_Given text:_
Yet, attaching a schedule of your assets to your trust agreement
does not by itself make the trust the owner of the assets. Also,
a general assignment or bill of sale to the trust of "Everything
I Own" may not be effective for all your assets, especially
if a challenge to ownership or authority is raised.
Generally, when assets are retitled in the name of a living trust,
the name should read: "(Name of Trustee), as trustee of the
(Name of Trust) u/a/d (Month, Day, Year)."
The federal tax number to be used is your (the grantor's) Social
Security number if you are trustee or cotrustee. A separate federal
income tax return will not be necessary. All items of income, gain
and loss attributable to the trust are picked up directly on the
your personal income tax return.

_Jobs:_
1. According to the passage on living trusts, which federal tax number is used when the grantor serves as trustee or cotrustee?
2. Write the next few sentences of the passage on living trusts, starting after its final sentence.

(Excerpts of pointing data)
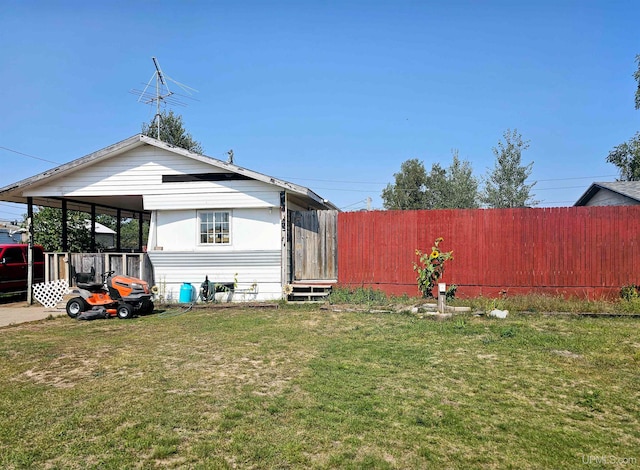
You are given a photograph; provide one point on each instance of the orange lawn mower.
(119, 295)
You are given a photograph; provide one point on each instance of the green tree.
(505, 185)
(48, 221)
(408, 191)
(442, 188)
(462, 186)
(626, 156)
(172, 131)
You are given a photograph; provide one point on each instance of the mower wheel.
(146, 307)
(76, 306)
(124, 311)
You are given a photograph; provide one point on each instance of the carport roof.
(131, 204)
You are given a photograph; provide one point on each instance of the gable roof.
(630, 189)
(14, 192)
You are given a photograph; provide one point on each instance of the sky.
(331, 95)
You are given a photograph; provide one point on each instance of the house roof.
(14, 192)
(630, 189)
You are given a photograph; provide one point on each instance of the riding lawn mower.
(119, 295)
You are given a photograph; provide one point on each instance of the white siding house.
(207, 217)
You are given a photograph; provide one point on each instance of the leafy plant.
(431, 267)
(630, 292)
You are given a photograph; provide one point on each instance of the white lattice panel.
(51, 293)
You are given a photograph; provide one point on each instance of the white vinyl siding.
(139, 172)
(247, 268)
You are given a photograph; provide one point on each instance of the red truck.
(13, 267)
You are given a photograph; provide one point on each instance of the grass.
(536, 303)
(310, 388)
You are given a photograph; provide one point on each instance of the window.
(215, 228)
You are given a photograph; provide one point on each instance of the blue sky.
(333, 95)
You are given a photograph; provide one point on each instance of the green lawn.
(311, 388)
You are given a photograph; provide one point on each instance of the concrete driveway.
(19, 312)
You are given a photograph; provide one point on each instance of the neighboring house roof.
(14, 192)
(615, 193)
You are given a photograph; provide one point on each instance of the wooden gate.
(314, 241)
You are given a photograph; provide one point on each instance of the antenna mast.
(163, 94)
(159, 96)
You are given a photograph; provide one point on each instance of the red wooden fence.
(571, 251)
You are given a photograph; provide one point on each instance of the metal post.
(118, 230)
(140, 241)
(93, 228)
(442, 296)
(65, 232)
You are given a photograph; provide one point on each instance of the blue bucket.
(186, 293)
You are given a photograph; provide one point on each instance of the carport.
(50, 189)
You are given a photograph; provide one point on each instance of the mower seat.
(91, 286)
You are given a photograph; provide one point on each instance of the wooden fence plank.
(589, 251)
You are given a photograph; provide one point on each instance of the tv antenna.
(163, 94)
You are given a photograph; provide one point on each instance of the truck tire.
(76, 306)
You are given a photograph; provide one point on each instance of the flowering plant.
(431, 267)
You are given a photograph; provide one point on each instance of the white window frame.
(213, 222)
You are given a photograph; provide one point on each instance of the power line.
(30, 156)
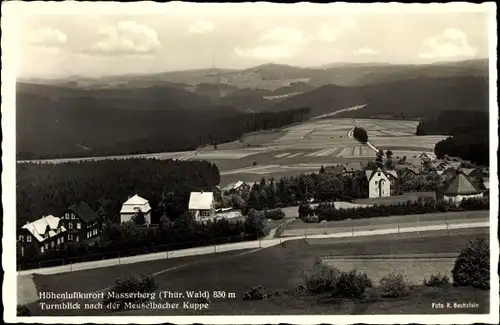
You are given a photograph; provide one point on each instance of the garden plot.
(415, 270)
(227, 154)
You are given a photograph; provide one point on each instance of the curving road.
(251, 244)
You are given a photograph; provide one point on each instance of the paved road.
(244, 245)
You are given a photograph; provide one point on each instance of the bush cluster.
(328, 212)
(142, 284)
(472, 266)
(352, 284)
(256, 293)
(437, 280)
(22, 310)
(321, 278)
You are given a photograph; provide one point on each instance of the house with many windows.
(382, 183)
(132, 206)
(83, 224)
(43, 234)
(201, 205)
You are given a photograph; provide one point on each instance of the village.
(451, 179)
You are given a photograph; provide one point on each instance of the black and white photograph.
(249, 163)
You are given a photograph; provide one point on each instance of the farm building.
(458, 188)
(201, 205)
(353, 167)
(241, 188)
(82, 223)
(336, 170)
(43, 234)
(132, 206)
(381, 183)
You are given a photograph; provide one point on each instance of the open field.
(300, 228)
(237, 272)
(396, 199)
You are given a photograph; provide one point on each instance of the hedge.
(328, 212)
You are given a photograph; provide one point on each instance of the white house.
(132, 205)
(381, 183)
(44, 233)
(458, 188)
(201, 205)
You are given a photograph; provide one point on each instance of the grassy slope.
(276, 268)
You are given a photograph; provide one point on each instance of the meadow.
(277, 269)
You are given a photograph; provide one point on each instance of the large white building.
(381, 183)
(201, 205)
(132, 206)
(44, 234)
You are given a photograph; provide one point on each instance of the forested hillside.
(468, 130)
(408, 98)
(44, 189)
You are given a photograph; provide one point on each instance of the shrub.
(437, 280)
(275, 214)
(394, 286)
(352, 284)
(22, 310)
(143, 284)
(256, 293)
(472, 266)
(321, 278)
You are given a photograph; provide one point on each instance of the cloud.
(277, 43)
(365, 51)
(451, 43)
(201, 27)
(46, 37)
(126, 38)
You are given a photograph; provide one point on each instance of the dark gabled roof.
(461, 185)
(84, 212)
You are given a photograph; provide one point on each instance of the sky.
(97, 41)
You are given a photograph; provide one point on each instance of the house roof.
(353, 166)
(417, 162)
(370, 173)
(84, 212)
(461, 185)
(467, 171)
(134, 203)
(335, 169)
(39, 227)
(201, 200)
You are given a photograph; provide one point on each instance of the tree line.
(270, 194)
(44, 189)
(469, 134)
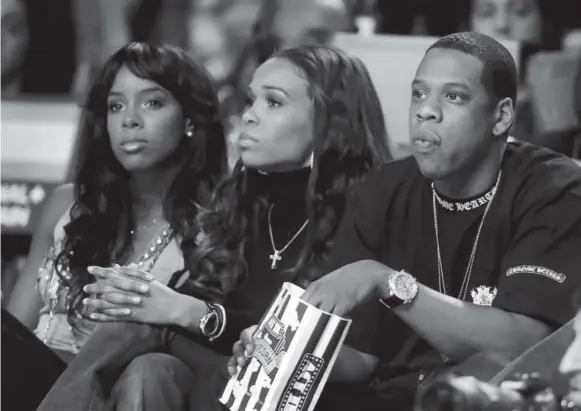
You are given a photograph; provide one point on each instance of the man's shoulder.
(393, 173)
(540, 173)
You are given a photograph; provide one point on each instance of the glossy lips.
(425, 141)
(133, 146)
(245, 140)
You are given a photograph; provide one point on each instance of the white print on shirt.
(535, 269)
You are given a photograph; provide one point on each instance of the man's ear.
(504, 115)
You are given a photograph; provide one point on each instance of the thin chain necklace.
(276, 256)
(143, 227)
(468, 273)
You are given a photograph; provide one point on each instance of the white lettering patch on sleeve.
(535, 269)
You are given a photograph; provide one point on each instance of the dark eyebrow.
(276, 88)
(449, 84)
(144, 91)
(457, 84)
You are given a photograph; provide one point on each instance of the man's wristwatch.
(403, 289)
(212, 324)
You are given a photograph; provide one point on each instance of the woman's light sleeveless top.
(162, 258)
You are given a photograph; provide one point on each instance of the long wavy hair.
(101, 216)
(350, 139)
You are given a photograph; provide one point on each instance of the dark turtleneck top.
(285, 192)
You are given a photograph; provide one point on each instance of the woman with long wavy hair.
(152, 150)
(313, 129)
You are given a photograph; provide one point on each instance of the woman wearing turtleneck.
(284, 193)
(312, 130)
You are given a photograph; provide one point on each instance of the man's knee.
(151, 378)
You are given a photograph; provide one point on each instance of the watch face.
(404, 286)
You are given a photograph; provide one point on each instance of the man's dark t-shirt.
(529, 251)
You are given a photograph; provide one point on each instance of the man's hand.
(344, 289)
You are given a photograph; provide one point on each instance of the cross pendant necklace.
(276, 256)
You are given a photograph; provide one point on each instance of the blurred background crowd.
(51, 50)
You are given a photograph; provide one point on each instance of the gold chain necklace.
(468, 273)
(276, 256)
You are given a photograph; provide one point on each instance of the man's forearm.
(459, 329)
(352, 366)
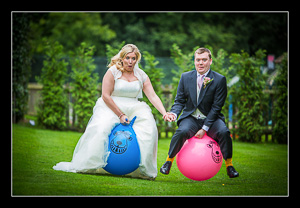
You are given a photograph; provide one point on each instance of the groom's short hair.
(203, 50)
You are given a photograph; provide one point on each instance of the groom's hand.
(169, 117)
(200, 133)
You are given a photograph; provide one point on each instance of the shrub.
(280, 113)
(84, 84)
(53, 106)
(248, 96)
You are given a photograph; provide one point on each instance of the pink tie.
(200, 81)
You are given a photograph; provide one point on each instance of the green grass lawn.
(263, 170)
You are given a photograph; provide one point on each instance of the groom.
(201, 95)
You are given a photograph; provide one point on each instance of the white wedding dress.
(91, 152)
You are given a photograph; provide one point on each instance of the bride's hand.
(124, 119)
(169, 117)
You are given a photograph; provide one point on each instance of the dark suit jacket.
(211, 99)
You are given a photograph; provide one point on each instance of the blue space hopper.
(124, 150)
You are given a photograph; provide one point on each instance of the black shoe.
(165, 169)
(231, 172)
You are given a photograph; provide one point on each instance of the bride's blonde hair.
(117, 59)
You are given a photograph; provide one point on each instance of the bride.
(122, 85)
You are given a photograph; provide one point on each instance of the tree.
(280, 113)
(71, 29)
(21, 65)
(248, 94)
(84, 83)
(155, 75)
(53, 106)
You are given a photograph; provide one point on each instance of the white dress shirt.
(197, 113)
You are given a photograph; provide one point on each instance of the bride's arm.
(152, 96)
(108, 83)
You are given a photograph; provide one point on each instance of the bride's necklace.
(130, 77)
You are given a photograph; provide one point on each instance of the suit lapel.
(204, 90)
(193, 87)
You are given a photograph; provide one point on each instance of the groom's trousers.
(189, 126)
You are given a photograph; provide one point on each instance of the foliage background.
(236, 39)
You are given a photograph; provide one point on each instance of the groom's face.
(202, 62)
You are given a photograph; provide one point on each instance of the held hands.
(169, 117)
(200, 133)
(124, 119)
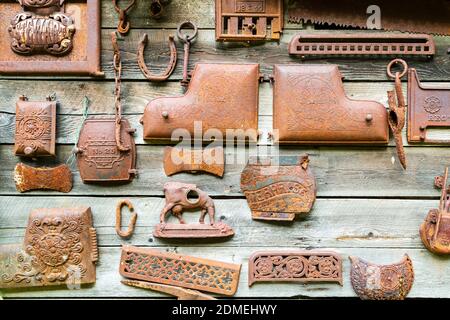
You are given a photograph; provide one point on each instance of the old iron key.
(186, 39)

_Responses to the exercise:_
1. The grantor's own Social Security number.

2.
When transferring assets to a living trust, banks or brokerage
firms will often ask to see a copy of the trust agreement. The dispositive
provisions of your living trust are private, and privacy is one
reason for using a living trust. The bank or brokerage firm should
only require a certification of trustee powers indicating the name
of the grantor, the name of the trustee and successors, and a copy
of the powers which permit the trustee to establish the particular
account. The following checklist is designed to explain the transfer
process and assist in administering the trust. We would be happy
to assist in any way we can.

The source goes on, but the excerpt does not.